- **What is being asked**:
Pick out every line in the listing below that contains the string "seed", and copy each one. Case counts.

- **Supplied material**:
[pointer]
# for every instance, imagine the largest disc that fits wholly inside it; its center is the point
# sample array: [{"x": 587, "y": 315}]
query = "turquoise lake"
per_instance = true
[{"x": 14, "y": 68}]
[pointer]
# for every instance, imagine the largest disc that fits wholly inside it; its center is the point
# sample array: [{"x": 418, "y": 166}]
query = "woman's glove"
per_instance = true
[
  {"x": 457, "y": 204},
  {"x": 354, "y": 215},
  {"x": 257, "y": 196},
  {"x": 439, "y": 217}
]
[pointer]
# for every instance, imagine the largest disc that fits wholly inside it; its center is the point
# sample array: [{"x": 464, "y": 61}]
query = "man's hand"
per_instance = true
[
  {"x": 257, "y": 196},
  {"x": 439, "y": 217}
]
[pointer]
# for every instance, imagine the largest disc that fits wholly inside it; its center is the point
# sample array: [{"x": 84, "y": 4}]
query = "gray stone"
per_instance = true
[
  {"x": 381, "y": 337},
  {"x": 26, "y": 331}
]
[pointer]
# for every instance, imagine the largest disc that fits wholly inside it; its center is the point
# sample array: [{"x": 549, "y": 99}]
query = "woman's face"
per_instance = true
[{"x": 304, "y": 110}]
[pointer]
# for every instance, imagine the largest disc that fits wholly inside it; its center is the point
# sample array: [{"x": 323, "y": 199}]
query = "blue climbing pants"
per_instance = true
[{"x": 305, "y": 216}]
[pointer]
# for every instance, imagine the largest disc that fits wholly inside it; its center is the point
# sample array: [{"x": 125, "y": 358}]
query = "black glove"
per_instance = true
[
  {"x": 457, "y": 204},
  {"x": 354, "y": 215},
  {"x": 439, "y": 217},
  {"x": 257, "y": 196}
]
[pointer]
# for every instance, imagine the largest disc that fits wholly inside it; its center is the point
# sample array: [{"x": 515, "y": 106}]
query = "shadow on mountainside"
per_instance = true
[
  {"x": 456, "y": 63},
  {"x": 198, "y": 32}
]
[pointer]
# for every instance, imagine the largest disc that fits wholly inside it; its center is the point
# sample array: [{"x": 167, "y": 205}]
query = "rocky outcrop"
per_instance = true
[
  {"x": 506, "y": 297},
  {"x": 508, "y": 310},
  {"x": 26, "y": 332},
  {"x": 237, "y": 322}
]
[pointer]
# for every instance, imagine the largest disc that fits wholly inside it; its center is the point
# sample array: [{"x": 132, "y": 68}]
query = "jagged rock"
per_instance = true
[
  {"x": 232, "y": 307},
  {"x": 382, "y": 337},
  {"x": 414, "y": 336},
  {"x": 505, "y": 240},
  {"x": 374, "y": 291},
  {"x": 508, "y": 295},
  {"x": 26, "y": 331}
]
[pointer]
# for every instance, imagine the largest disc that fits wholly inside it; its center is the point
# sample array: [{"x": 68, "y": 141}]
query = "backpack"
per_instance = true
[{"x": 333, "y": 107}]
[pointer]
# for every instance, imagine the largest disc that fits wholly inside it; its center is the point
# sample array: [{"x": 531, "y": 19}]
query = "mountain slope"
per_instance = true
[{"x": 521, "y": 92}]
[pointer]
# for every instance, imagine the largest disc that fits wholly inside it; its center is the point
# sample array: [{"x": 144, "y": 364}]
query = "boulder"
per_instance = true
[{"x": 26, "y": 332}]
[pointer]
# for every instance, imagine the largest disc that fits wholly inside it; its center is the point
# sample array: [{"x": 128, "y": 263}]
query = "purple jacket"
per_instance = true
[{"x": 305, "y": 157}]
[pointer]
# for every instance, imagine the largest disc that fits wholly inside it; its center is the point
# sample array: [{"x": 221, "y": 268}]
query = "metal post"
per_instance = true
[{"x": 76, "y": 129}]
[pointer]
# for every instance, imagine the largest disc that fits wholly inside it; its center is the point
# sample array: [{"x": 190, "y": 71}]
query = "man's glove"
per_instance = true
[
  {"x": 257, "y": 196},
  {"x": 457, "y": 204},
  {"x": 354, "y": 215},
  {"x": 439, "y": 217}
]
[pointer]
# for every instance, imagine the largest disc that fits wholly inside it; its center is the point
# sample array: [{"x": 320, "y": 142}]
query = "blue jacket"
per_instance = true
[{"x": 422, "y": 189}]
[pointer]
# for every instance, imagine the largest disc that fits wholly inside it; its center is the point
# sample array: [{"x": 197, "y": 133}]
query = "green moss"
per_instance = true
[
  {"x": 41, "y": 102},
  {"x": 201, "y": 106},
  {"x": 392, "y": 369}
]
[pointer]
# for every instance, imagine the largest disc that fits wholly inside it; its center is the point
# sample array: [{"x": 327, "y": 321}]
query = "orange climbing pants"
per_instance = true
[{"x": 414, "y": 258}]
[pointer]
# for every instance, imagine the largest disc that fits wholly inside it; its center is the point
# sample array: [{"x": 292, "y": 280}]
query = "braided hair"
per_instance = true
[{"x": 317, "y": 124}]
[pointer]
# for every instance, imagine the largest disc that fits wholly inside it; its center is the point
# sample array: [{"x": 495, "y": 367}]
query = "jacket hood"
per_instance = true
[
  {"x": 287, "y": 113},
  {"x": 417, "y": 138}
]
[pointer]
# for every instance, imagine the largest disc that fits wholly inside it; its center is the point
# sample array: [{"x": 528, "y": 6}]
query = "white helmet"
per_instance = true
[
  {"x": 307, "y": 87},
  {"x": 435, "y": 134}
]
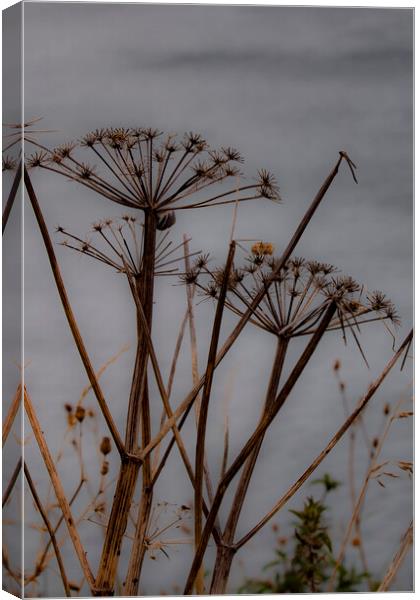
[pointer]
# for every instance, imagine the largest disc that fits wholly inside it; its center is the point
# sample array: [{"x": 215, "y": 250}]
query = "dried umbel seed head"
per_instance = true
[
  {"x": 80, "y": 413},
  {"x": 138, "y": 168},
  {"x": 166, "y": 220},
  {"x": 105, "y": 446},
  {"x": 262, "y": 249},
  {"x": 105, "y": 468},
  {"x": 8, "y": 163}
]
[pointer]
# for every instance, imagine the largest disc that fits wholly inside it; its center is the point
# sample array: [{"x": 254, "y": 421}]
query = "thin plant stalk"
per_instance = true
[
  {"x": 398, "y": 559},
  {"x": 12, "y": 482},
  {"x": 361, "y": 497},
  {"x": 200, "y": 587},
  {"x": 190, "y": 398},
  {"x": 331, "y": 444},
  {"x": 254, "y": 439},
  {"x": 138, "y": 412},
  {"x": 47, "y": 523},
  {"x": 225, "y": 551},
  {"x": 12, "y": 196},
  {"x": 70, "y": 316},
  {"x": 204, "y": 405},
  {"x": 11, "y": 414},
  {"x": 59, "y": 491}
]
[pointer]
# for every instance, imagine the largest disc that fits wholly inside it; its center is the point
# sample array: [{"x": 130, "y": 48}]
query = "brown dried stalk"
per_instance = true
[
  {"x": 397, "y": 561},
  {"x": 59, "y": 491},
  {"x": 255, "y": 438},
  {"x": 11, "y": 484},
  {"x": 138, "y": 411},
  {"x": 357, "y": 508},
  {"x": 205, "y": 400},
  {"x": 188, "y": 401},
  {"x": 200, "y": 588},
  {"x": 70, "y": 316},
  {"x": 11, "y": 414},
  {"x": 331, "y": 444},
  {"x": 50, "y": 530},
  {"x": 225, "y": 552},
  {"x": 12, "y": 196}
]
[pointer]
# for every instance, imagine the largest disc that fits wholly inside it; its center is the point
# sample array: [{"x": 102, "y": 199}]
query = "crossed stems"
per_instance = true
[{"x": 187, "y": 403}]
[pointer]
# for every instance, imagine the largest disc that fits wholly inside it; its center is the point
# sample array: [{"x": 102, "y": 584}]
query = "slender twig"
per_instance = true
[
  {"x": 70, "y": 316},
  {"x": 362, "y": 494},
  {"x": 12, "y": 196},
  {"x": 397, "y": 561},
  {"x": 11, "y": 414},
  {"x": 254, "y": 439},
  {"x": 50, "y": 530},
  {"x": 11, "y": 484},
  {"x": 186, "y": 403},
  {"x": 204, "y": 405},
  {"x": 333, "y": 442},
  {"x": 59, "y": 491}
]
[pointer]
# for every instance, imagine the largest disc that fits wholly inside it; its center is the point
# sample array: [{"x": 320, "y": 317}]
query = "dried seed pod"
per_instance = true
[
  {"x": 71, "y": 420},
  {"x": 166, "y": 220},
  {"x": 105, "y": 446},
  {"x": 80, "y": 413}
]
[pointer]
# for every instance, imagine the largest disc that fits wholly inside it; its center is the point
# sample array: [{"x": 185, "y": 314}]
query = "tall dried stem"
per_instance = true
[
  {"x": 255, "y": 438},
  {"x": 138, "y": 413},
  {"x": 226, "y": 551},
  {"x": 331, "y": 444}
]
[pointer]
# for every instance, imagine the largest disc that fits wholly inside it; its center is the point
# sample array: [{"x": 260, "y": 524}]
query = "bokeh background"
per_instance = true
[{"x": 289, "y": 87}]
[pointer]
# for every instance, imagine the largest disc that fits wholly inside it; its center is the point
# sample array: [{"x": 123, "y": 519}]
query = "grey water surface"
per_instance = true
[{"x": 289, "y": 87}]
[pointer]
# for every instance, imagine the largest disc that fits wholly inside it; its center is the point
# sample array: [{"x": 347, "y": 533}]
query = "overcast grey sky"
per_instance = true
[{"x": 289, "y": 87}]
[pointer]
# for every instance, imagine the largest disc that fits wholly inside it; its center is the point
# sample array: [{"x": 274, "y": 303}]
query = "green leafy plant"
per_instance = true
[{"x": 304, "y": 561}]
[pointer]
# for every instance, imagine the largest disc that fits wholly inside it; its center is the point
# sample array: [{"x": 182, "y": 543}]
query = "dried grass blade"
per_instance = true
[
  {"x": 12, "y": 196},
  {"x": 11, "y": 414},
  {"x": 12, "y": 482},
  {"x": 397, "y": 561},
  {"x": 70, "y": 316},
  {"x": 334, "y": 440},
  {"x": 249, "y": 313},
  {"x": 59, "y": 491},
  {"x": 50, "y": 530}
]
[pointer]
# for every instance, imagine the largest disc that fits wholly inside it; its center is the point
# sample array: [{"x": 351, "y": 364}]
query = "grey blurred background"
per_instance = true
[{"x": 289, "y": 87}]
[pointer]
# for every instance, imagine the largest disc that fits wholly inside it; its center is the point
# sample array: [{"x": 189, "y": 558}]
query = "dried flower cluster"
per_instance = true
[
  {"x": 119, "y": 244},
  {"x": 141, "y": 168},
  {"x": 296, "y": 296}
]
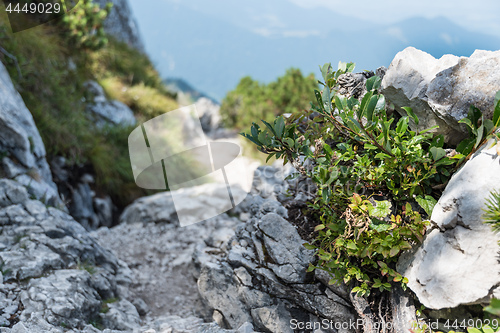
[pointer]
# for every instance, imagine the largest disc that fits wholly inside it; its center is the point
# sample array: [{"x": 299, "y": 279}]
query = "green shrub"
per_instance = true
[
  {"x": 375, "y": 179},
  {"x": 147, "y": 102},
  {"x": 83, "y": 25},
  {"x": 252, "y": 100}
]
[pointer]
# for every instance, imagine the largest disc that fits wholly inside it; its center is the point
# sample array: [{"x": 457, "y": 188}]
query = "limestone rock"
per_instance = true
[
  {"x": 22, "y": 151},
  {"x": 458, "y": 260},
  {"x": 121, "y": 24},
  {"x": 104, "y": 111},
  {"x": 440, "y": 91}
]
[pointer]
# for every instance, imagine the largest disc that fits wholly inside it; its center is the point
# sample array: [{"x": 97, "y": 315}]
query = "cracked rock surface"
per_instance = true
[
  {"x": 457, "y": 264},
  {"x": 54, "y": 276},
  {"x": 441, "y": 91}
]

- **Exercise result**:
query = "dried umbel seed head"
query = "dried seed pod"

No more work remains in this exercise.